─── Provided material
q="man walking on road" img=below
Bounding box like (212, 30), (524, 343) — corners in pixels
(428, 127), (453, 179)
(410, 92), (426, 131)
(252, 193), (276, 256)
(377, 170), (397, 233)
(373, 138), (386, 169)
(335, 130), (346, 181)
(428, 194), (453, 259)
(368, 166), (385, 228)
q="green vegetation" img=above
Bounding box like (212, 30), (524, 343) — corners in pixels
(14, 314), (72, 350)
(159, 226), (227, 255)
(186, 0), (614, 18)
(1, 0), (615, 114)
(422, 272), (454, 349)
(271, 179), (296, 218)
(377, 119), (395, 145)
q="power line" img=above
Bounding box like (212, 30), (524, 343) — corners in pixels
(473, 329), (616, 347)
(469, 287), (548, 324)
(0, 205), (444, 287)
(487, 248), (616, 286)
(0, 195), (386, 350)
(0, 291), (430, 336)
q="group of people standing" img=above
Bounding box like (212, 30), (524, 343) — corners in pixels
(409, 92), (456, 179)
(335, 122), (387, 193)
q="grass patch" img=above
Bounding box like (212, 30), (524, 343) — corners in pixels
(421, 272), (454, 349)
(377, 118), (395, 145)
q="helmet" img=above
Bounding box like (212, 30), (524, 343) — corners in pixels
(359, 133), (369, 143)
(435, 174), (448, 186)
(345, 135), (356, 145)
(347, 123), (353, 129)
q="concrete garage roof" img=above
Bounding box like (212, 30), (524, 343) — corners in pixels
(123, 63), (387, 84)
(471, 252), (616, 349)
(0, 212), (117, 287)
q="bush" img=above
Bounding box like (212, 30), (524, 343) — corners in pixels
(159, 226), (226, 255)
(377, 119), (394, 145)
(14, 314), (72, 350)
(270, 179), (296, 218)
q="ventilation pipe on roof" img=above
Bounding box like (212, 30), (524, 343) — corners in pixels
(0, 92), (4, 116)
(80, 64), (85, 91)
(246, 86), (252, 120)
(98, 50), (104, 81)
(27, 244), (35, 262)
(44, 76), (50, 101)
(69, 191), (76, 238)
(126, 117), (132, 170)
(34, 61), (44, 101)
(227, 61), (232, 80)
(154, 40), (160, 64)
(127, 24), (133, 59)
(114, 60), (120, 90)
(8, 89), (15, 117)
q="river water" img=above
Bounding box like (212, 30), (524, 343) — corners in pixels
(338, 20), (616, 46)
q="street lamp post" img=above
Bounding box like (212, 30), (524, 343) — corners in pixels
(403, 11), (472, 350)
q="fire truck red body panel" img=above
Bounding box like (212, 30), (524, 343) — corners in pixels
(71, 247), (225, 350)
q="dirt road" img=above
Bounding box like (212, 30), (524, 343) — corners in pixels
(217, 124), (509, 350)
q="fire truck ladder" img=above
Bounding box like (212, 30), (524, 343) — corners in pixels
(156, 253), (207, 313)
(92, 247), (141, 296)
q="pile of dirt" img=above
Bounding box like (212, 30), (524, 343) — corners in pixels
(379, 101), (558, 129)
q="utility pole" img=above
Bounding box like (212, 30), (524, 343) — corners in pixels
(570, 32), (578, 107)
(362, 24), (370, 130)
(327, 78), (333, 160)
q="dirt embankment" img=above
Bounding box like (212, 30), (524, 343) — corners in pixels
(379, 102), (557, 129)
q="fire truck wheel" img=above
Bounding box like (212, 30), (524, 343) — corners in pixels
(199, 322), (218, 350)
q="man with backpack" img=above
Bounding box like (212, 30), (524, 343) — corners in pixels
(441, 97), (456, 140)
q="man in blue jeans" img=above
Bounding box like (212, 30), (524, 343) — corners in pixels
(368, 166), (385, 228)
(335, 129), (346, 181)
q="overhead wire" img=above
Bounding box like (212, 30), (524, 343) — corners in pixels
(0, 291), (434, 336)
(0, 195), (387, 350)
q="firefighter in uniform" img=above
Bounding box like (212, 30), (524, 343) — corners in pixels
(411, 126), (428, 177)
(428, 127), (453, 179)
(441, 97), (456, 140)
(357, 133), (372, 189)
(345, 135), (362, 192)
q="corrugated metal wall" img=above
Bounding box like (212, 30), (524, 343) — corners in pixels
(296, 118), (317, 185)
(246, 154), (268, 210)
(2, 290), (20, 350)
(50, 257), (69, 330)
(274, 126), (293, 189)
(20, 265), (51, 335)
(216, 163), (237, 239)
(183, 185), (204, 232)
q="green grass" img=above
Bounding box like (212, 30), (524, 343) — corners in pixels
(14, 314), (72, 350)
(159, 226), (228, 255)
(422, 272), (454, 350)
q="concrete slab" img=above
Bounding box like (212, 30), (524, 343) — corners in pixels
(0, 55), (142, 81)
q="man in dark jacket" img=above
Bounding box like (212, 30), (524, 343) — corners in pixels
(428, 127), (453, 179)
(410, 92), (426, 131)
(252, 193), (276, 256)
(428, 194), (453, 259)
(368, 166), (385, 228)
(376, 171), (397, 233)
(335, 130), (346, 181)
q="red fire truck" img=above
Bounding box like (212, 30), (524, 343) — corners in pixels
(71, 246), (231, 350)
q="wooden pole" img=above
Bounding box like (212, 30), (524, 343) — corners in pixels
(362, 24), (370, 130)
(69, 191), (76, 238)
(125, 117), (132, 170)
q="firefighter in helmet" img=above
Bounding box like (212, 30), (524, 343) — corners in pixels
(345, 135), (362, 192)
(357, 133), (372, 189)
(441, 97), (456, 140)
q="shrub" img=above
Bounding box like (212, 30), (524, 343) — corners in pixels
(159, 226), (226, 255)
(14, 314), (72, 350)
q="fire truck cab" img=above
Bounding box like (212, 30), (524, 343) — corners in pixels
──────
Return the full data, every line of it, with nothing altered.

q="man walking on road" img=below
Bounding box like (212, 30), (524, 343) — corners in pixels
(428, 127), (453, 179)
(410, 92), (426, 131)
(252, 193), (276, 256)
(377, 170), (397, 233)
(373, 138), (386, 169)
(335, 130), (346, 181)
(428, 194), (453, 259)
(368, 166), (385, 228)
q="green vegetation" img=above
Bounding box like (212, 30), (524, 343) — corners in pixels
(14, 314), (72, 350)
(159, 226), (227, 255)
(186, 0), (614, 18)
(1, 0), (615, 114)
(422, 272), (454, 349)
(271, 179), (296, 218)
(377, 119), (395, 145)
q="power line" img=above
Bounding box like (212, 30), (524, 343) — corners in pixels
(473, 329), (616, 347)
(469, 287), (548, 324)
(0, 205), (444, 287)
(487, 248), (616, 286)
(0, 195), (386, 350)
(0, 291), (430, 336)
q="group of people standing" img=above
Bounding box like (212, 30), (524, 343) — corners in pixels
(409, 92), (456, 179)
(335, 122), (387, 193)
q="grass patch" img=above
Bounding box like (212, 30), (524, 343) — corners in pixels
(421, 272), (454, 349)
(377, 118), (395, 145)
q="helmet" img=above
Bounding box like (212, 30), (524, 343) — corners in pixels
(359, 133), (369, 143)
(435, 174), (448, 186)
(345, 135), (356, 145)
(347, 123), (353, 129)
q="concrete garage roof" img=above
Bounding box like (212, 30), (524, 343) — corners in pixels
(123, 63), (387, 84)
(471, 252), (616, 349)
(0, 212), (117, 287)
q="bush" img=above
Bounding box like (212, 30), (524, 343) — corners in pixels
(159, 226), (226, 255)
(377, 119), (394, 145)
(14, 314), (72, 350)
(270, 179), (296, 218)
q="ventilation pipe on roof" img=above
Bounding box like (212, 30), (524, 343) — corners in pixels
(0, 92), (4, 116)
(80, 64), (85, 91)
(246, 86), (252, 120)
(98, 50), (104, 81)
(27, 244), (35, 262)
(44, 76), (50, 101)
(69, 191), (76, 238)
(126, 117), (132, 170)
(34, 61), (44, 101)
(227, 61), (232, 80)
(154, 40), (160, 64)
(127, 24), (133, 59)
(114, 60), (120, 90)
(8, 89), (15, 117)
q="river water" img=above
Bounding box like (212, 30), (524, 343) — corners in pixels
(338, 20), (616, 46)
q="street lamp post" img=above
Bounding box like (212, 30), (524, 343) — corners in pixels
(403, 11), (472, 350)
q="fire truck red body panel" img=above
Bounding box like (212, 30), (524, 343) — corners in pixels
(71, 247), (225, 350)
q="dirt road" img=above
Bounding box like (212, 30), (524, 343) — corners in pixels
(217, 124), (509, 350)
q="fire truck ladder" img=above
Bounding box like (212, 30), (524, 343) — corners in pixels
(156, 253), (207, 313)
(92, 247), (141, 296)
q="pile of dirt" img=above
Bounding box like (212, 30), (524, 343) — corners in pixels
(379, 101), (558, 129)
q="utility pole" img=above
Bounding box like (212, 30), (524, 343) — corners in pixels
(570, 32), (578, 107)
(362, 24), (370, 130)
(327, 78), (333, 160)
q="dirt embankment" img=above
Bounding box like (212, 30), (524, 343) — corners in pixels
(379, 102), (557, 129)
q="fire truck wheel" img=above
Bounding box like (212, 30), (524, 343) — corners in pixels
(199, 322), (218, 350)
q="man with backpack" img=above
Bounding box like (212, 30), (524, 343) — corners in pixels
(441, 97), (456, 140)
q="man in blue jeans" img=above
Bounding box like (212, 30), (524, 343) — corners in pixels
(368, 166), (385, 228)
(335, 129), (346, 181)
q="overhead wire" img=above
Bounding box like (212, 30), (524, 343) — corners in pixels
(0, 291), (434, 336)
(0, 195), (387, 350)
q="firefighter in uniform" img=above
Bounding box like (212, 30), (524, 343) — corners in pixels
(411, 126), (428, 177)
(428, 127), (453, 179)
(441, 97), (456, 140)
(357, 133), (372, 189)
(345, 135), (362, 192)
q="corrugated metal wall" img=above
Bounding box like (212, 30), (524, 343) — corners in pixels
(296, 118), (317, 185)
(246, 154), (268, 210)
(2, 290), (20, 350)
(50, 257), (69, 330)
(274, 126), (293, 189)
(20, 265), (51, 335)
(216, 163), (237, 239)
(183, 185), (204, 232)
q="green grass" img=above
Bounding box like (212, 30), (524, 343) — corners in pixels
(14, 314), (72, 350)
(159, 226), (228, 255)
(422, 272), (454, 350)
q="concrete slab" img=above
Bounding box like (212, 30), (524, 343) — corners in pixels
(0, 55), (142, 81)
q="man in dark jacket" img=above
Bounding box like (212, 30), (524, 343) — corners in pixels
(428, 127), (453, 179)
(410, 92), (426, 131)
(252, 193), (276, 256)
(428, 194), (453, 259)
(368, 166), (385, 228)
(376, 171), (397, 233)
(335, 130), (346, 181)
q="red fire truck" img=above
Bounding box like (212, 30), (524, 343) — corners in pixels
(71, 246), (231, 350)
q="wooden pole" img=above
Bounding box like (212, 30), (524, 343) — corners in pixels
(362, 24), (370, 130)
(69, 191), (76, 238)
(125, 117), (132, 170)
q="firefighter in helmet" img=above
Bounding box like (212, 30), (524, 343) — corners in pixels
(345, 135), (362, 192)
(357, 133), (372, 189)
(441, 97), (456, 140)
q="shrub" img=above
Bounding box like (212, 30), (524, 343) — corners in pixels
(159, 226), (226, 255)
(14, 314), (72, 350)
q="fire truck cab" img=above
Bounding box like (212, 30), (524, 343) — corners in pixels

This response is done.